Фрагмент документа ->
•••••

История науки началась в античности. Недаром это сплошь греческие слова: математика, грамматика, история, гармоника (наука о звуках), риторика, логика и так далее. Однако уточним: тогда же наука появляется еще и в Индии: и математика, и астрономия, и потрясающая грамматика санскрита из четырех тысяч правил.
— Научные подходы в то время, особенно в Греции, были ориентированы на понимание мира и таким образом тесно соседствовали с философией; практические же аспекты, напротив, считались несущественными. Известен случай, когда Архит Тарентский математически рассчитал и изготовил модель голубя, которая могла пролетать сто с лишним метров. Платон этим фактом был очень раздосадован: «Делая игрушки, ты унижаешь математику!»
Европейская же наука появилась в семнадцатом веке в Западной Европе и сразу двинулась по экспериментально-технологическому пути. Если древние греки постигли принцип парового двигателя, европейцы придумали, как его использовать. В Новое время исследования стали гораздо более прикладными, направленными на службу человеку, на изменение мира. Греки так науку не понимали. Вот вам и разница в психологии людей двух далеких друг от друга эпох. То, что мы сейчас называем наукой, — это именно экспериментальная деятельность, где более девяноста процентов финансирования и, соответственно, усилий на исследования приходится на долю прикладных дисциплин и лишь несколько процентов — на фундаментальные.

•••••

Задания ->
A. Из скольких правил, согласно фрагменту об истории науки, состоит грамматика санскрита?
B. Перепишите часть фрагмента об истории науки между словами "История науки началась" и "четырех тысяч правил." включительно, заменив "античности" на "древности".
C. Допишите продолжение фрагмента об истории науки после его последнего предложения.
Приведенные далее записи представляют собой отдельный материал.

•••••

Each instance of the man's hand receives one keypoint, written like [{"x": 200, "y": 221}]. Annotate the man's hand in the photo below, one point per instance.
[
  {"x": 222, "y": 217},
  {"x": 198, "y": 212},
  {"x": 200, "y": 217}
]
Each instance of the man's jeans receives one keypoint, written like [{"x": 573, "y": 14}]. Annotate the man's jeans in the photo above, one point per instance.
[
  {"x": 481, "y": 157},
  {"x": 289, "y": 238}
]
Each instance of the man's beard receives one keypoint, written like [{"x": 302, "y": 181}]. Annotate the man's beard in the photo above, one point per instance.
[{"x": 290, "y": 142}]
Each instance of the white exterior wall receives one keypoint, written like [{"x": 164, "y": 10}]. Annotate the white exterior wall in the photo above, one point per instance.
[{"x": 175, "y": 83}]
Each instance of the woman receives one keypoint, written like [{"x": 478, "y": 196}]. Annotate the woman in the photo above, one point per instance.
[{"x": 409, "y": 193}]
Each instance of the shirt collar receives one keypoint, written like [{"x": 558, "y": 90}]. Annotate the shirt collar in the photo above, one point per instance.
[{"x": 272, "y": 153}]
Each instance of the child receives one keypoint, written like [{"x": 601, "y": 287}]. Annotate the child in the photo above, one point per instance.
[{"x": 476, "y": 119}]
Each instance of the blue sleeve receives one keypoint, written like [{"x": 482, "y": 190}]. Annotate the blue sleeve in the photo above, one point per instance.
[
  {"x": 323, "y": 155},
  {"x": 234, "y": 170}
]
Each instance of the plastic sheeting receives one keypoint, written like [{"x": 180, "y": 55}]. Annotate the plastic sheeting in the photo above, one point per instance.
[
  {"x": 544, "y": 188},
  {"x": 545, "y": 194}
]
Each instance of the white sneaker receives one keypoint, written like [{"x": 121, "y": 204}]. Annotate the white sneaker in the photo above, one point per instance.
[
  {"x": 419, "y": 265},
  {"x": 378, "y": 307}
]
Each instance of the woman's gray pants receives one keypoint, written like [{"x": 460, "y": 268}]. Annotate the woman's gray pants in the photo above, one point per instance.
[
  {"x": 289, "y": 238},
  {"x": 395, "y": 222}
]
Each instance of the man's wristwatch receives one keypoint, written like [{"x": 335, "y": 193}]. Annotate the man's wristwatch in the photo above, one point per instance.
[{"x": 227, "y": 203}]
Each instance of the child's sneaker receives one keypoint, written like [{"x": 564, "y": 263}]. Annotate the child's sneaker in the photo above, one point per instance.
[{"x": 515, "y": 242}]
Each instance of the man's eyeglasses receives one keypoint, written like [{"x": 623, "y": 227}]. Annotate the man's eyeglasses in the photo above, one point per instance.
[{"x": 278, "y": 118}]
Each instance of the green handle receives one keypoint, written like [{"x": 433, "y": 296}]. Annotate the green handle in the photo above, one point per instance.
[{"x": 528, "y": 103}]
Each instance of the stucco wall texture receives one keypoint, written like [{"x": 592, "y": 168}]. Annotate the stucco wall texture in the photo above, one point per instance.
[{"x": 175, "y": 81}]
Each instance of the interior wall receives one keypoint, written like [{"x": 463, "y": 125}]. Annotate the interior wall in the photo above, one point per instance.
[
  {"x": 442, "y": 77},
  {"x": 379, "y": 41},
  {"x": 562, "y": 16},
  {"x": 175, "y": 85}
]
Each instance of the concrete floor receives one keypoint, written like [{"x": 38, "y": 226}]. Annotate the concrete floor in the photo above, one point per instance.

•••••

Ответы ->
A. Из четырех тысяч правил.

B.
История науки началась в древности. Недаром это сплошь греческие слова: математика, грамматика, история, гармоника (наука о звуках), риторика, логика и так далее. Однако уточним: тогда же наука появляется еще и в Индии: и математика, и астрономия, и потрясающая грамматика санскрита из четырех тысяч правил.

C.
Впрочем, есть еще значительный китайский пласт открытий. Просто о нем у нас меньше известно. Так или иначе, в середине семнадцатого века главные успехи сделала физика, и прорывным явлением стало открытие закона тяготения Ньютоном, которое позволило единым образом объяснить взаимодействие тел на земле и на небе. Ведь до конца Средних веков господствовало аристотелевское представление о мире, согласно которому мир состоит из двух частей — подлунного и надлунного — и каждый из них по-разному устроен. А здесь появилось колоссальное обобщение: оказалось, что повсюду действуют одни и те же законы, определяющие как могучие движения планет, так и короткий полет яблока сверху вниз. Так физика задала образец для других наук.
— Олег Альбертович, какие общие процессы можно наблюдать в современной науке?
— Сейчас, как представляется, происходят революционные сдвиги. Начнем с того, что теперь доминирует не физика, а биология. После открытия ДНК открываются все новые горизонты: хоть клонирование, хоть бессмертие. Появляются дисциплины, которых раньше не было. Например, этология — наука о поведении животных. Был открыт язык пчел, это потрясающе! Одна особь может рассказать другим, где искать мед. Они могут лететь до семи километров, чтобы прямиком приземлиться на маленькую баночку с сиропом. Точность языка пчел просто удивительная! Интересно, сколько времени потребуется человеку на решение той же задачи? Раньше мы не представляли всей сложности поведения животных… У нас в Новосибирске Жанна Резникова сделала открытия, связанные с языком муравьев. Общаясь при помощи усиков-антеннок, они могут объяснить друг другу, куда двигаться.
— Может, они вообще телепаты?
— Вряд ли. Установлена зависимость между длительностью общения и сложностью пути… Появились захватывающе интересные труды. Например, книга Конрада Лоренца, объясняющая характер агрессии человека.
Сейчас активно развивается взаимодействие наук. Кто думал, что генетика окажет столь эффективную помощь истории? Но именно исследования генотипов позволяют прослеживать миграции племен и народов. Поиски новосибирских археологов на Алтае завершились замечательным открытием. По найденному в пещере фрагменту мизинца при помощи генетического анализа обнаружен третий вид древнего человека. До этого были известны кроманьонцы и неандертальцы. Третья разновидность получила название Алтайского человека или «денисовца» — по названию пещеры, где нашли мизинец, — Денисовская.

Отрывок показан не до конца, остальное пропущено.